Records from a data source
------------------------------------------------------------

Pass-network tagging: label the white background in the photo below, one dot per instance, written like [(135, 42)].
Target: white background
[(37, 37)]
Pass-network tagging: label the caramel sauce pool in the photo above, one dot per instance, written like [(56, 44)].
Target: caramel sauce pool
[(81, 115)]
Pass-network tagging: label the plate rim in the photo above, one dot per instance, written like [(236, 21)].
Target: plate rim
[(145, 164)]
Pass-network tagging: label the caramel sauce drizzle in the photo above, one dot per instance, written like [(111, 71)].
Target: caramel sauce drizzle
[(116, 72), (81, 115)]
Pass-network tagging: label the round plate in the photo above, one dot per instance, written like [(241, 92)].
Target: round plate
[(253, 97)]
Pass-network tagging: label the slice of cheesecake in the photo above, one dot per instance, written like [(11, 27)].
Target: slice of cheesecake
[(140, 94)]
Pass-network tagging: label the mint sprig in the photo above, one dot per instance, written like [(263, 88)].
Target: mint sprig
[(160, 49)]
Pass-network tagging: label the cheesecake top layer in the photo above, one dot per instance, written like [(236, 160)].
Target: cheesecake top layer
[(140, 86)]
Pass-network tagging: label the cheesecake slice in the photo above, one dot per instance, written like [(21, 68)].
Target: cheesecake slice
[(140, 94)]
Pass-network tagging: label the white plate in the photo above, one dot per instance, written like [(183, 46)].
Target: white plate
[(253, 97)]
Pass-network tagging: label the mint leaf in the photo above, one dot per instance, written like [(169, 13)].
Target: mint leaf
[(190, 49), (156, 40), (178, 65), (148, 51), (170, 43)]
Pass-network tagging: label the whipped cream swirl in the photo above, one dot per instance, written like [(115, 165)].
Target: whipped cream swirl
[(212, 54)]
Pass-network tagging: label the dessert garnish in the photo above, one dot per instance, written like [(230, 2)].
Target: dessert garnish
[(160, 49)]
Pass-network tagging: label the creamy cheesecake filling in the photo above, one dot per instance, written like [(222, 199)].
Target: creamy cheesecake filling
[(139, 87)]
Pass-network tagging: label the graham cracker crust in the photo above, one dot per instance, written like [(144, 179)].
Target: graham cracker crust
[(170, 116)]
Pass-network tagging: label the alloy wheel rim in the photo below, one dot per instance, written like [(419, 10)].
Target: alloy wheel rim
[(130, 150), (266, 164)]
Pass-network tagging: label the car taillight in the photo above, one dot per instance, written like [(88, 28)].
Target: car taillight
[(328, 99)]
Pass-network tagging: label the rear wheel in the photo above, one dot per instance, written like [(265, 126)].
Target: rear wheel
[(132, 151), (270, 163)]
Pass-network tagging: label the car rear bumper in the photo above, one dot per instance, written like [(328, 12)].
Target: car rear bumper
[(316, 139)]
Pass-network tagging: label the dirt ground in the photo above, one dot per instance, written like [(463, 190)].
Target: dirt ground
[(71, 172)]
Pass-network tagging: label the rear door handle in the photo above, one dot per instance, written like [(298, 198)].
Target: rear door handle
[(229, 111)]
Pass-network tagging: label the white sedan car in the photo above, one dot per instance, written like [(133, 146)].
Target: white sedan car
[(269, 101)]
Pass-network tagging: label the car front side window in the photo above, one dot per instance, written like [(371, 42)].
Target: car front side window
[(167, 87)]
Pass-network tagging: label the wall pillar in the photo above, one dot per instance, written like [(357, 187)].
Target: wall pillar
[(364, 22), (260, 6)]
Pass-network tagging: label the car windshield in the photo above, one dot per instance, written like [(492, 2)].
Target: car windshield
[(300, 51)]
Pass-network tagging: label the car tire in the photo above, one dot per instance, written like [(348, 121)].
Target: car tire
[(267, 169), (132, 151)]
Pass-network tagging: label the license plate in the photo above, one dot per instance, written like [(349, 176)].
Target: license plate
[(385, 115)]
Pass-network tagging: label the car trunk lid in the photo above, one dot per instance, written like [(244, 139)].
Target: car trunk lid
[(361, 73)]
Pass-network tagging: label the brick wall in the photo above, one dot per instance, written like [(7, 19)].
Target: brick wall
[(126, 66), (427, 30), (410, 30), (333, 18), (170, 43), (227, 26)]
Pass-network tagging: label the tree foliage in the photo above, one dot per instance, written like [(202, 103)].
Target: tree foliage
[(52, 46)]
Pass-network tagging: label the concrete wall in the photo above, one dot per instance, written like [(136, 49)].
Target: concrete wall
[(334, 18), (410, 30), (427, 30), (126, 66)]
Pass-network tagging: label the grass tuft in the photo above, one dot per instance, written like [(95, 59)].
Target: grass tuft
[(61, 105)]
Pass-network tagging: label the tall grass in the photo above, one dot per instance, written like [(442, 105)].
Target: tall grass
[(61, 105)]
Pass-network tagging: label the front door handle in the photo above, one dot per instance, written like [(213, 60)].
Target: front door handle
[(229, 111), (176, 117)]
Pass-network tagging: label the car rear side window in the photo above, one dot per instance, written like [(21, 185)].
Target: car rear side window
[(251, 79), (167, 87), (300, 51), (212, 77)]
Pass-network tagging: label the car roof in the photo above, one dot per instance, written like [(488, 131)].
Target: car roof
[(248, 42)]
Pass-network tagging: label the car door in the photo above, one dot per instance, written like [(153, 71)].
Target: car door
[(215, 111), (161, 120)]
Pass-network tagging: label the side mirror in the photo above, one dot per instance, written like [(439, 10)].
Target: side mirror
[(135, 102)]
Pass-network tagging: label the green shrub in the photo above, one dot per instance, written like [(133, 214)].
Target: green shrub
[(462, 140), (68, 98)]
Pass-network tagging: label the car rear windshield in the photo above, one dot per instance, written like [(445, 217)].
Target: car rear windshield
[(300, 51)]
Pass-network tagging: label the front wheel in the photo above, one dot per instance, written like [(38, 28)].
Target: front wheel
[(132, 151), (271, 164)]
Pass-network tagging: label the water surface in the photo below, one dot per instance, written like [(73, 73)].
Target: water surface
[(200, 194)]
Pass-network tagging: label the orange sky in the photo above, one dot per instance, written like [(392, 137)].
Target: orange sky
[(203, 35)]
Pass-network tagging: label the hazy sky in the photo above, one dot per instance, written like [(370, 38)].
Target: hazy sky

------------------------------------------------------------

_TASK DETAILS_
Return every line above as a JSON list of strings, one string per line, leaving out blank lines.

_WRITTEN ANSWER_
[
  "Pass-network tagging: label the white background in the photo below, one dot per instance, written like [(135, 42)].",
  "Target: white background",
  "[(37, 37)]",
  "Pass-network tagging: label the caramel sauce pool in the photo above, one dot per instance, written like [(56, 44)].",
  "Target: caramel sauce pool",
  "[(81, 115)]",
  "Pass-network tagging: label the plate rim in the photo above, one dot per instance, written like [(236, 21)].",
  "Target: plate rim",
  "[(145, 164)]",
  "Pass-network tagging: label the caramel sauce drizzle in the photo above, one dot per instance, written like [(111, 71)].",
  "Target: caramel sauce drizzle",
  "[(116, 72), (81, 115)]",
  "Pass-network tagging: label the round plate in the photo above, one dot per instance, written like [(241, 92)].",
  "Target: round plate",
  "[(253, 97)]",
  "Pass-network tagging: label the slice of cheesecake in the photo above, one dot per instance, written like [(11, 27)].",
  "Target: slice of cheesecake",
  "[(140, 94)]",
  "Pass-network tagging: label the mint sprig in the photo above, one dot per instance, written like [(263, 88)].",
  "Target: mint sprig",
  "[(160, 49)]",
  "Pass-network tagging: label the cheesecake top layer in the photo above, one dot per instance, written like [(236, 160)].",
  "Target: cheesecake top layer",
  "[(140, 86)]",
  "Pass-network tagging: label the cheesecake slice in the photo above, one dot per instance, written like [(21, 68)].",
  "Target: cheesecake slice",
  "[(140, 94)]",
  "Pass-network tagging: label the white plate in the photo above, one dot per instance, written like [(183, 46)].",
  "Target: white plate",
  "[(253, 97)]",
  "Pass-network tagging: label the mint leaf in the photo above, one dot per instance, written like [(169, 13)].",
  "Target: mint leaf",
  "[(190, 49), (156, 40), (178, 65), (148, 51), (170, 43)]",
  "Pass-network tagging: label the whipped cream swirl in the photo above, one dot per instance, written like [(115, 165)].",
  "Target: whipped cream swirl",
  "[(212, 54)]",
  "Pass-network tagging: label the dessert garnish in the photo above, one dot per instance, written like [(230, 2)].",
  "Target: dessert garnish",
  "[(160, 49)]",
  "Pass-network tagging: label the creamy cheesecake filling in the photo above, one dot per instance, written like [(222, 199)].",
  "Target: creamy cheesecake filling",
  "[(139, 87)]",
  "Pass-network tagging: label the graham cracker crust in the photo above, one dot per instance, written like [(144, 179)].",
  "Target: graham cracker crust",
  "[(170, 116)]",
  "Pass-network tagging: label the alloy wheel rim in the photo below, one dot per instance, written like [(419, 10)].",
  "Target: alloy wheel rim",
  "[(130, 150), (266, 164)]",
  "Pass-network tagging: label the car taillight in the photo above, one dot per instance, written like [(88, 28)].",
  "Target: car taillight",
  "[(328, 99)]",
  "Pass-network tagging: label the rear wheel in the photo above, one dot per instance, written like [(265, 126)].",
  "Target: rear wheel",
  "[(132, 151), (270, 163)]",
  "Pass-network tagging: label the car rear bumper in the photo above, one dot per instance, written like [(328, 12)].",
  "Target: car rear bumper",
  "[(316, 139)]",
  "Pass-network tagging: label the dirt ground in the photo above, one dot per instance, written like [(463, 190)].",
  "Target: dirt ground",
  "[(71, 172)]",
  "Pass-network tagging: label the rear door handle in the photo above, one dot per instance, written like [(298, 198)].",
  "Target: rear door handle",
  "[(229, 111)]",
  "Pass-network tagging: label the white sedan car in the photo above, one dot per instance, written like [(133, 146)].",
  "Target: white sedan car",
  "[(269, 101)]",
  "Pass-network tagging: label the car front side window in the photo above, one dot per instance, written like [(371, 42)].",
  "Target: car front side window",
  "[(167, 87)]",
  "Pass-network tagging: label the wall pillar in the photo above, one dot per instance, written like [(357, 187)].",
  "Target: wall pillar",
  "[(364, 22), (260, 6)]",
  "Pass-network tagging: label the car windshield in the photo above, one dot per instance, written like [(492, 2)].",
  "Target: car windshield",
  "[(300, 51)]",
  "Pass-network tagging: label the car tire in the photo above, one dot per instance, written like [(348, 121)].",
  "Target: car tire",
  "[(267, 169), (132, 151)]",
  "Pass-network tagging: label the license plate in the photo above, one dot per instance, written like [(349, 176)].",
  "Target: license plate",
  "[(385, 115)]",
  "Pass-network tagging: label the car trunk lid in the photo above, one dot per instance, written like [(244, 139)].",
  "Target: car trunk lid",
  "[(361, 73)]",
  "Pass-network tagging: label the brick wall in the photo above, one dot per instance, written like [(7, 19)].",
  "Target: brick wall",
  "[(126, 66), (427, 30), (410, 30), (333, 18), (170, 43), (227, 26)]",
  "Pass-network tagging: label the tree foliage in the photo above, one dot per instance, written like [(202, 103)].",
  "Target: tree foliage",
  "[(52, 46)]",
  "Pass-network tagging: label the concrete wall in the photo above, one dot per instance, written like [(136, 49)].",
  "Target: concrete wall",
  "[(334, 18), (410, 30), (427, 30), (126, 66)]",
  "Pass-network tagging: label the grass tuft in the photo above, one dot per instance, written like [(95, 59)].",
  "Target: grass tuft",
  "[(61, 105)]",
  "Pass-network tagging: label the tall grass in the photo above, one dot per instance, written like [(442, 105)].",
  "Target: tall grass",
  "[(61, 105)]",
  "Pass-network tagging: label the front door handle in the photo above, one dot per instance, written like [(213, 60)].",
  "Target: front door handle",
  "[(229, 111), (176, 117)]",
  "Pass-network tagging: label the car rear side window in the photo above, one dot per instance, written like [(21, 185)].",
  "Target: car rear side window",
  "[(251, 79), (167, 87), (300, 51), (212, 77)]",
  "Pass-network tagging: label the car roof in the photo above, one dot per instance, written like [(488, 131)].",
  "Target: car roof",
  "[(248, 42)]",
  "Pass-network tagging: label the car door in the photo above, one dot per instance, written like [(153, 71)].",
  "Target: car door",
  "[(215, 111), (161, 120)]",
  "Pass-network tagging: label the side mirror in the photo above, one dot per instance, written like [(439, 10)].",
  "Target: side mirror",
  "[(135, 102)]",
  "Pass-network tagging: label the green shrub in the photo above, one dot per instance, written like [(133, 214)].",
  "Target: green shrub",
  "[(462, 140), (68, 98)]",
  "Pass-network tagging: label the car rear windshield in the photo above, one dot per instance, written like [(445, 217)].",
  "Target: car rear windshield",
  "[(300, 51)]",
  "Pass-network tagging: label the front wheel in the photo above, one dot per instance, written like [(38, 28)].",
  "Target: front wheel",
  "[(132, 151), (271, 164)]",
  "Pass-network tagging: label the water surface in the photo below, one dot per instance, written like [(73, 73)].",
  "Target: water surface",
  "[(200, 194)]",
  "Pass-network tagging: label the orange sky in the photo above, one dot per instance, written like [(392, 137)].",
  "Target: orange sky",
  "[(203, 35)]",
  "Pass-network tagging: label the hazy sky in the photo above, one dot per instance, written like [(370, 38)].",
  "Target: hazy sky"
]